Dravidian origins

hans henrich hock hhhock at UX1.CSO.UIUC.EDU
Sun Dec 17 23:22:57 UTC 2000

For a starter, you might look at my paper "Pre-¡Rgvedic convergence 
between Indo-Aryan (Sanskrit) and Dravidian?  A survey of the issues 
and controversies." In:  Ideology and status of Sanskrit: 
Contributions to the history of the Sanskrit language, ed. by J. E. 
M. Houben, 17-58.  Leiden: Brill.  1996.  In the paper I give a brief 
and, I hope, fair overview of various pertinent theories and their 
problems.  The bibliographical references should open the way to 
further, more in-depth presentations of the various views.

Best wishes,

Hans Henrich Hock

>Dear listmembers,
>Since I wanted to know something about the Dravidian languages without
>going so far as to read a grammar of Tamil, I sat down to read Zvelebil's
>article in Encyclopaedia Britannica (Vol. 22, 15th edition). In the third
>paragraph, he states: "Nothing definite is known about the origin of the
>Dravidian family."

**INFORMATION SHOWN:**
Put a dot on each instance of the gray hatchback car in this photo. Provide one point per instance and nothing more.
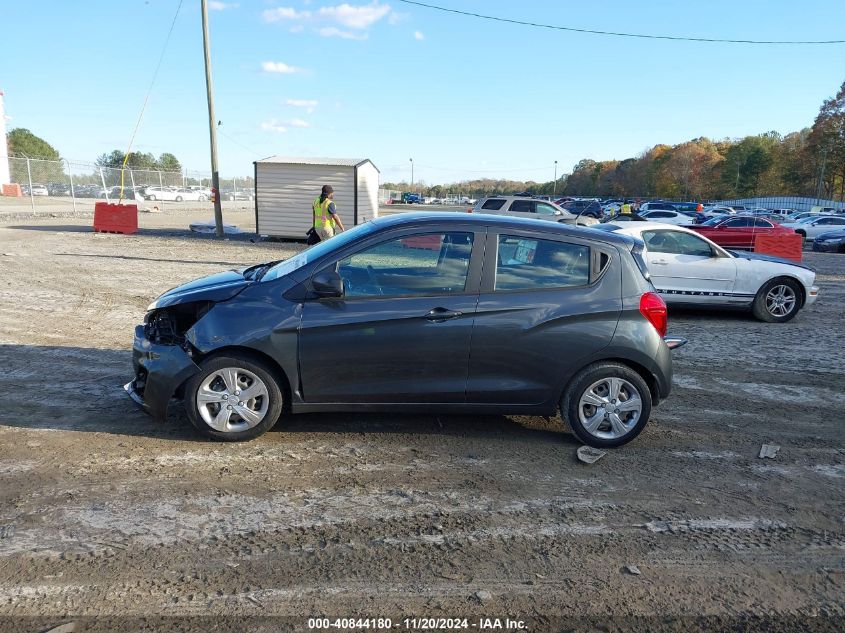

**EXERCISE OBJECTIVE:**
Please answer these questions from the post on Dravidian origins above:
(a) Who edited the volume that contains Hock's paper?
(b) On which pages of that volume does the paper appear?
(c) In which volume and edition of Encyclopaedia Britannica is Zvelebil's article?

**RESPONSE:**
(a) J. E. M. Houben
(b) Pages 17-58
(c) Volume 22, 15th edition